• _Records provided_:
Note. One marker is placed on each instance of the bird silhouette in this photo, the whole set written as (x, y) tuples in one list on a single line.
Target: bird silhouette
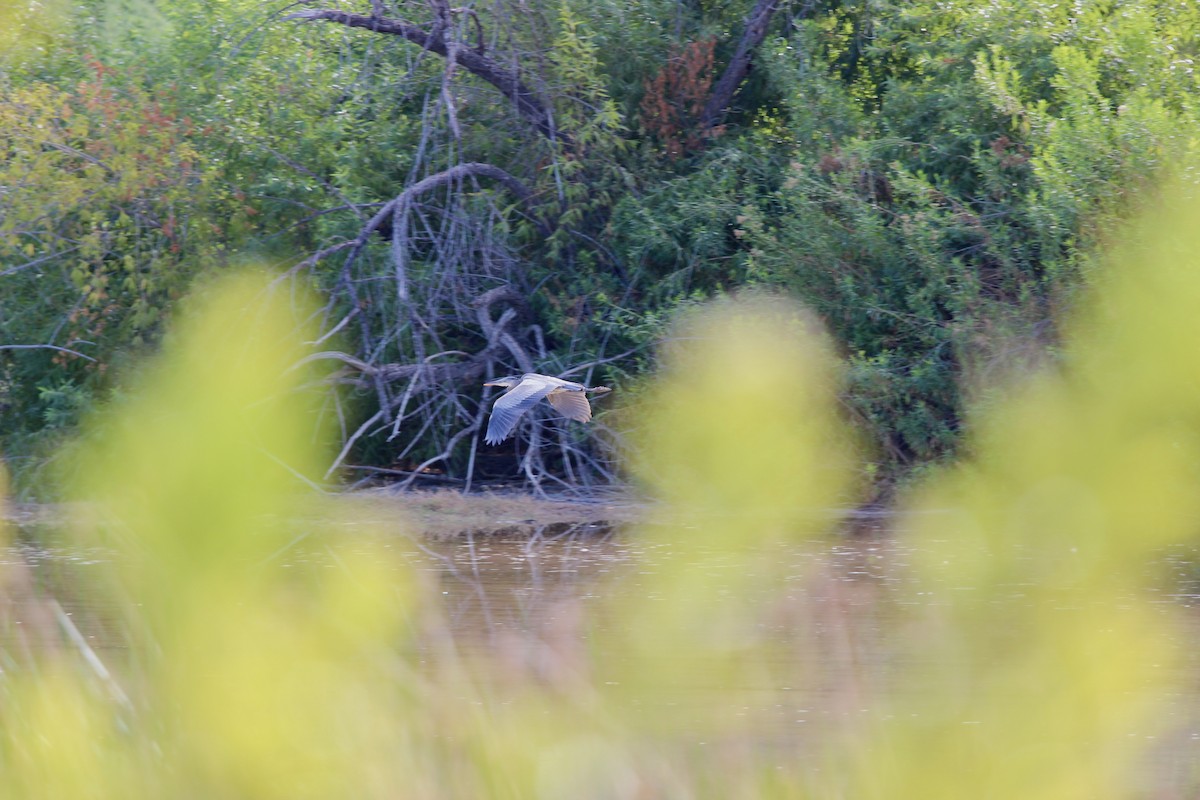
[(525, 391)]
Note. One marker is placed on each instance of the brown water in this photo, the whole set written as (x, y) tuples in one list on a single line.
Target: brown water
[(531, 608)]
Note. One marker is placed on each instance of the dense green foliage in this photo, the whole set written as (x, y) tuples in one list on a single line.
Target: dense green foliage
[(931, 178)]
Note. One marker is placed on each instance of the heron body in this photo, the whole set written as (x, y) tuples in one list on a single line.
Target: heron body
[(525, 391)]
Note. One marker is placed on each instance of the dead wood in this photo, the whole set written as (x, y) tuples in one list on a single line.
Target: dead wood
[(475, 60), (739, 65)]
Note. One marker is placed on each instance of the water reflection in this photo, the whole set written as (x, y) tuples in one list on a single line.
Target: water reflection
[(517, 609)]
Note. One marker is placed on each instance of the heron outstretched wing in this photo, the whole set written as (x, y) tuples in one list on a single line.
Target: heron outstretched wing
[(511, 404), (574, 405)]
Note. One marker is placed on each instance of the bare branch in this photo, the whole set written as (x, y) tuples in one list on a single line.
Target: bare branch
[(739, 65), (475, 61), (45, 347)]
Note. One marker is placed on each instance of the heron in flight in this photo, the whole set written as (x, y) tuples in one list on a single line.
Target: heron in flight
[(525, 391)]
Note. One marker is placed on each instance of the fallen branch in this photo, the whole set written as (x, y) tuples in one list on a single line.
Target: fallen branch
[(739, 65), (475, 61)]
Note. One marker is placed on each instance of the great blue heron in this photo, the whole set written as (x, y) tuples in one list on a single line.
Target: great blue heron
[(525, 391)]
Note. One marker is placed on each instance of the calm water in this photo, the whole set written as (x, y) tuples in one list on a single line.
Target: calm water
[(533, 608)]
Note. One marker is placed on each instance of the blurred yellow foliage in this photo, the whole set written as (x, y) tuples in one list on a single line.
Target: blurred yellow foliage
[(1039, 668)]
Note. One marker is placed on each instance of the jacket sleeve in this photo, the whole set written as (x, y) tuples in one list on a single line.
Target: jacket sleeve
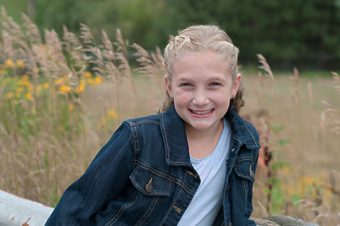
[(249, 205), (104, 179)]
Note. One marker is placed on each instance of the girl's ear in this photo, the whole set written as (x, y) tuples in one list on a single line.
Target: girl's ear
[(236, 84), (167, 85)]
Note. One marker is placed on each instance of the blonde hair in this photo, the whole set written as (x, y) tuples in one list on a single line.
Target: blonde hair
[(200, 38)]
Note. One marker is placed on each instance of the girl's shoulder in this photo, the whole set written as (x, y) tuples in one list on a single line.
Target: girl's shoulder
[(144, 120)]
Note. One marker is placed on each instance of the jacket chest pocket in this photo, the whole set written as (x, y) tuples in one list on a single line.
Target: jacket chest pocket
[(150, 182), (245, 169), (153, 195)]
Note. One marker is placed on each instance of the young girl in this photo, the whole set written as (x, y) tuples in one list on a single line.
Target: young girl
[(193, 164)]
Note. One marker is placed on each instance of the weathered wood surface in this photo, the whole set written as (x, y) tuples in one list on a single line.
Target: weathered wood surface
[(16, 211)]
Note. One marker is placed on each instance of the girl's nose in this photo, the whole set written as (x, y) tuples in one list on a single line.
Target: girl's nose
[(200, 99)]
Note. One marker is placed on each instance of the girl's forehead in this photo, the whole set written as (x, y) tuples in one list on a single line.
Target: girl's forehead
[(201, 62)]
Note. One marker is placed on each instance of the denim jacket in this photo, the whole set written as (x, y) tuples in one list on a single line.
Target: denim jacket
[(143, 176)]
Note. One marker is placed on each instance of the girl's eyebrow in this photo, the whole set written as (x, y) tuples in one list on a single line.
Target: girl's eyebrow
[(184, 80)]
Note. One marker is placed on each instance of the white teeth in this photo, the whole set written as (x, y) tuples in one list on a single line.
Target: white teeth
[(201, 112)]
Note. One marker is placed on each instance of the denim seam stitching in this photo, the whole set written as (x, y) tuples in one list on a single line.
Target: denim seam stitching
[(120, 212), (173, 179), (148, 211)]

• _Work required_: Can you copy the lines again, starting with the line containing "Note. One marker is placed on each instance of the young" and going on through the line containing "[(193, 164)]", keeping the item wording as it stands but multiplying each coordinate in the answers by 0.8 and rounding it to a whole number, with halves rounded up?

• _The response_:
Note. One marker is placed on each instance of the young girl in this photo, the whole set written as (x, y) tuples in one list on a single line.
Target: young girl
[(154, 131)]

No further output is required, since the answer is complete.